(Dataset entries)
-- Opening Marker --
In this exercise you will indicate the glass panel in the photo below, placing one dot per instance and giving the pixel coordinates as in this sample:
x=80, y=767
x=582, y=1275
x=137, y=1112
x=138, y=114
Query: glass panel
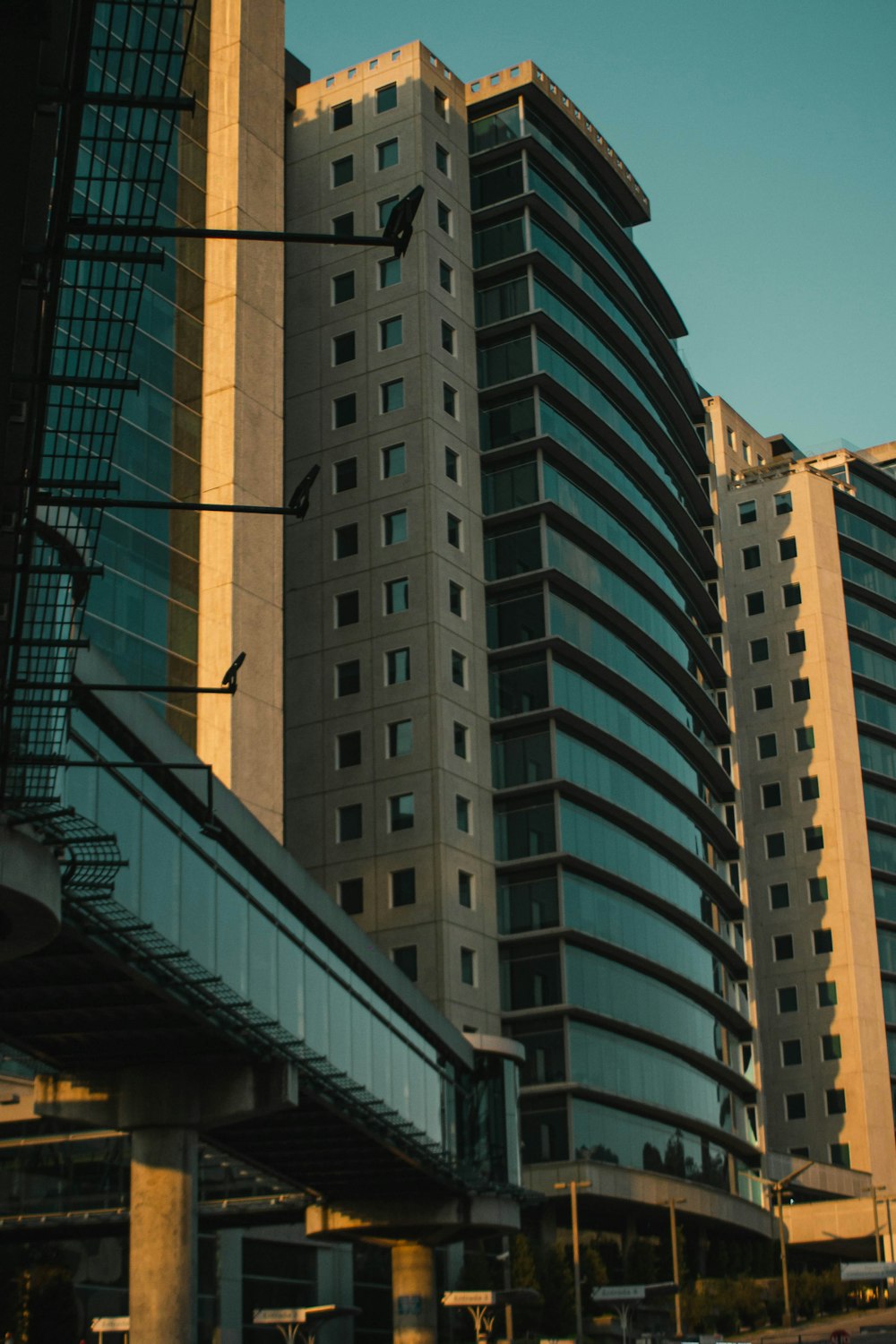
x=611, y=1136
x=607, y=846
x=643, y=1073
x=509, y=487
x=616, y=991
-- Closing Marker --
-- Opening Marker --
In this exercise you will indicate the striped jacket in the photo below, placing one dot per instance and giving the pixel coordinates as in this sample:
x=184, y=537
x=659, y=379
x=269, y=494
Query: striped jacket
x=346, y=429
-- Closing Marker --
### EXERCISE REQUIREMENTS
Where a line of the entries contains "will", report that line.

### SOLUTION TO THIS EXERCISE
In this exercise you will indicate the glass panel in the photo below, placing one dot per instance and giving the pixel coordinates as in this sample:
In this exercise you will indicate the striped jacket in the photo below, placing one dot per instance and giving the pixel coordinates as in this sample:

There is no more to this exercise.